[Coordinate annotation entries]
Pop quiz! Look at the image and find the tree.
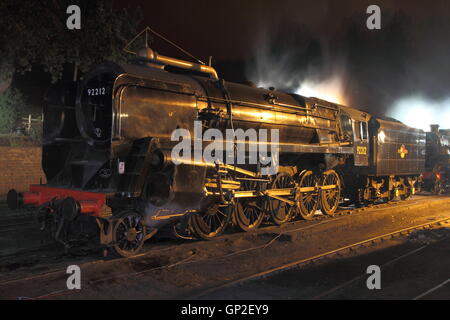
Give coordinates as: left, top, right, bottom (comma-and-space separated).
0, 0, 141, 94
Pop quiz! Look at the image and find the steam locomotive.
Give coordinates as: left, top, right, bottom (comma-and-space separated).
7, 48, 426, 256
421, 124, 450, 194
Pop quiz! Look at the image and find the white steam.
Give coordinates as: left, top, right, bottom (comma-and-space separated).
387, 95, 450, 131
247, 39, 347, 104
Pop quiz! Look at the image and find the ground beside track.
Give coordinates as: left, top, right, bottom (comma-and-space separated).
0, 192, 450, 299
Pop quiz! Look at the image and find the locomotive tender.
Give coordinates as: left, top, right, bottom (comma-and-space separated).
8, 48, 425, 256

[Exercise details]: Convert the lines of these items into a JSON list of strings, one string per line, leaving out blank lines and the pictures.

[Response for this exercise]:
[
  "Pop quiz! Look at the image and find the tree.",
  "Give coordinates as: left, top, right, bottom (comma-and-space separated).",
  "0, 0, 141, 94",
  "Pop quiz! Look at the image and find the steam locomotive.",
  "Give coordinates as: left, top, right, bottom (comma-and-space separated).",
  "7, 48, 426, 256",
  "421, 124, 450, 194",
  "Pop quiz! Look at the image and find the white steam.",
  "Give coordinates as: left, top, right, bottom (comma-and-space separated).",
  "387, 95, 450, 131",
  "247, 39, 347, 104",
  "Pop quiz! Look at the image and find the ground beside track.",
  "Give coordinates as: left, top, right, bottom (comma-and-space separated).",
  "0, 192, 450, 299",
  "Pop quiz! Look at the image and find the locomotive tender.",
  "Give coordinates as: left, top, right, bottom (comma-and-space separated).",
  "8, 48, 425, 256"
]